Instructions for the task: Can you rewrite the records starting at the line containing "Objective - one point per instance of the blue shirt" and ending at the end of the records, keeping every line but raising each coordinate in the answers by 34?

Given records:
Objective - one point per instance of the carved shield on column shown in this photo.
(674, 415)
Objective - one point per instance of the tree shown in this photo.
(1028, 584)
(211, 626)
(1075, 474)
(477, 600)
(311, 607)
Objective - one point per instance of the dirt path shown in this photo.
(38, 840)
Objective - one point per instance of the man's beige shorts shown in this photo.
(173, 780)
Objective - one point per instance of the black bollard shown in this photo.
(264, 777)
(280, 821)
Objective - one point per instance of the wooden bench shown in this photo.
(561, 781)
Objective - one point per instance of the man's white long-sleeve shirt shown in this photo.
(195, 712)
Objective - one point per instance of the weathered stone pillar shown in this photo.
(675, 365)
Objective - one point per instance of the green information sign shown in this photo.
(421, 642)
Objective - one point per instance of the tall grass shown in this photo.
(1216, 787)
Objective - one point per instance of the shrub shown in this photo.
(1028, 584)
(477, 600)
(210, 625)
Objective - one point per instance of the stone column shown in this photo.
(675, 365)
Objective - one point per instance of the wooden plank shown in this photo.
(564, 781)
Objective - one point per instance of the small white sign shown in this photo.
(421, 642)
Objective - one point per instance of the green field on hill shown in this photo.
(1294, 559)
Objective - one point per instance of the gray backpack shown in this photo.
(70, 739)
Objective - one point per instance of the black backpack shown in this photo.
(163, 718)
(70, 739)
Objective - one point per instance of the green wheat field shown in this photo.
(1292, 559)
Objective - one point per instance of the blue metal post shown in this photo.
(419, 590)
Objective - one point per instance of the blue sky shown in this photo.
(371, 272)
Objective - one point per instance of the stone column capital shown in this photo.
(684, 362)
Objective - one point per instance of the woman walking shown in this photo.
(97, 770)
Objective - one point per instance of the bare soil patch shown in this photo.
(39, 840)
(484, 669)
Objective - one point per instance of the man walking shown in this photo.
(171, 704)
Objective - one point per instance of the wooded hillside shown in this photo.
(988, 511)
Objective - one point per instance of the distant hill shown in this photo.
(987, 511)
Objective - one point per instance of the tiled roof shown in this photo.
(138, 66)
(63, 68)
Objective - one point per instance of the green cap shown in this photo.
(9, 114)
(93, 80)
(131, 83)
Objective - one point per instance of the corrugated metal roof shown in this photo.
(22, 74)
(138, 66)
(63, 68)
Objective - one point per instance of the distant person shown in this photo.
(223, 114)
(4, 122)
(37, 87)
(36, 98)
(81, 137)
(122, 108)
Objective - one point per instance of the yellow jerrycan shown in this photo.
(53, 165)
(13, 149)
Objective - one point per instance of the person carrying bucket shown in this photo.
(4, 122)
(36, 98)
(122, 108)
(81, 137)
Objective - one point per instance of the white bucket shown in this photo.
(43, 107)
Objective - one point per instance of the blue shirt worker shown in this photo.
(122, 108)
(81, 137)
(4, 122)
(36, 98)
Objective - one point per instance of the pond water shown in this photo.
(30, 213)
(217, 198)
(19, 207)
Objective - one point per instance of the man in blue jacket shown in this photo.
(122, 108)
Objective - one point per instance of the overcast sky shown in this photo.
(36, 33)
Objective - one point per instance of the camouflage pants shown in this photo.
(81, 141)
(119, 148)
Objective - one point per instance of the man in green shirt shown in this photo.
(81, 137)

Solution to this exercise:
Objective - one point per instance of the blue shirt worker shown in this photo.
(156, 142)
(115, 171)
(38, 156)
(70, 132)
Objective - one point per instance of the pond water shown in this photo.
(64, 247)
(251, 232)
(53, 241)
Objective - one point per instance of the man in blue jacket shown in this photo.
(156, 142)
Objective - one point per instance of the overcast sky shown in this photo.
(70, 67)
Objective - one point per instance of the camouflage pants shown in this photo.
(115, 175)
(153, 182)
Objective - one point per instance of the man in green shirt shown in this photo.
(115, 171)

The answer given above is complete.